What you should do
Everything in the data that follows has to be repeated verbatim.
/---
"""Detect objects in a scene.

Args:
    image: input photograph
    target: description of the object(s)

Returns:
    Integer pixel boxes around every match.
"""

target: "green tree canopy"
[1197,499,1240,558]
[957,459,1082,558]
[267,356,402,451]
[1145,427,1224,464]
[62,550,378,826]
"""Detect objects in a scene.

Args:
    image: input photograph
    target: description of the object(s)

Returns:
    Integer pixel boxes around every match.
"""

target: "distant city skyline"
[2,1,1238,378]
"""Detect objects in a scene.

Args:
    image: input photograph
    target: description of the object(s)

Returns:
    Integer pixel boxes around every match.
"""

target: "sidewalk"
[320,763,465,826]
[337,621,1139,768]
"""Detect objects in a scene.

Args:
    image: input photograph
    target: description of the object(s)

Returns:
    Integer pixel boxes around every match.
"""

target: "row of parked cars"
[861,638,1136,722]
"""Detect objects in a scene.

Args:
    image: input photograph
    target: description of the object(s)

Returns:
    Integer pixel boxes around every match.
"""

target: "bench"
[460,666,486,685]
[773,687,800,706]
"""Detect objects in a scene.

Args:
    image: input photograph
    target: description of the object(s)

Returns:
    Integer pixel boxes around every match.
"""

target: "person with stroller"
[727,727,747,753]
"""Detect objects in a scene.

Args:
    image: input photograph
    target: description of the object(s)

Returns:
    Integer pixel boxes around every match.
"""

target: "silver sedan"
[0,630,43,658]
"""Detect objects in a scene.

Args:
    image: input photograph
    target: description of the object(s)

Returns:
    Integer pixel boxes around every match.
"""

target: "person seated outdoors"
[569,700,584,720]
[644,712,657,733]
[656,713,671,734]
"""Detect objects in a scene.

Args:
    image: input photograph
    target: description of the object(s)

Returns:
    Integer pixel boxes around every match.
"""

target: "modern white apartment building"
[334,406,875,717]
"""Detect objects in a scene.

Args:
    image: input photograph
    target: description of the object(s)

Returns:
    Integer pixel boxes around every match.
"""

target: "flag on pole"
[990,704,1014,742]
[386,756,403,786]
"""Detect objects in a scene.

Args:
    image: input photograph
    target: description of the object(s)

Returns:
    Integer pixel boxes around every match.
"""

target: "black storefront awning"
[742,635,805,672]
\---
Task output
"""Detect objects in a scene.

Args:
    image: input photograph
    target: description of the object(s)

Returns:
    Integer pixel boxes around every match.
"""

target: "green tree canopy"
[1197,499,1240,558]
[957,459,1082,558]
[267,356,402,451]
[1145,427,1224,464]
[62,550,378,826]
"""Detect objects in a scene.

Args:
    image: input photograph
    target: description of the object(s)

Returns:
    Integer pixel boxes around every match.
"""

target: "distant city skyline"
[2,1,1238,378]
"""Detect objects in a scene.

Args:
    image: input photograph
    target: description of the object(s)

Returns:
    Integer pixel boxes around every match.
"""

target: "sidewalk"
[320,763,465,826]
[337,621,1139,768]
"""Detect objects in a scene.

Args:
    image: input photograph
    target: description of the object(s)

Returns:
    Integer pixel boxes around every match.
"""

target: "row of parked cars"
[861,638,1136,722]
"""Detect objects in a scene.

Args:
    image: input photograph
    target: description of the object(s)

Returns:
    Integer pixel boxes around every match.
"""

target: "bench"
[460,666,486,685]
[773,687,800,706]
"""Detect objects in a scene.

Args:
    image: input photograph
    target: description of the object(s)

Returns:
    Integer pixel boxes around every match.
"""

target: "person with stroller"
[727,727,747,753]
"""Detect objects in a scene.

Args:
    image: input photograph
    target: description of the object(s)

Returns:
    Integer pixel boxes around every match.
"""

target: "silver sedan"
[0,630,43,658]
"""Detect objects in a scene.

Args:
    image: input photograph
    target: description of the object(s)

Returns:
    Integer pixel boxes around every match.
"""

target: "person seated outdoors"
[569,700,584,720]
[644,712,657,733]
[656,713,671,734]
"""Detect objects in a scene.

Args:
    image: input photograph
    target: description of the object(s)

Returns:
    Integer pixel boxes around every match.
"""

target: "modern white apartment building"
[334,406,875,717]
"""Detect objects in a scene.

Args:
    image: input photograph
    target: description of the object(s)

Returns:
    Integer pixel boxes around every match.
"""

target: "flag on pole"
[990,704,1014,742]
[386,756,403,786]
"""Detect objects in a scene.

Args:
    image: input photograph
    target: description of the object(s)

Returns:
    Integer pixel boxes around every match.
"""

target: "black storefront awning"
[742,635,805,672]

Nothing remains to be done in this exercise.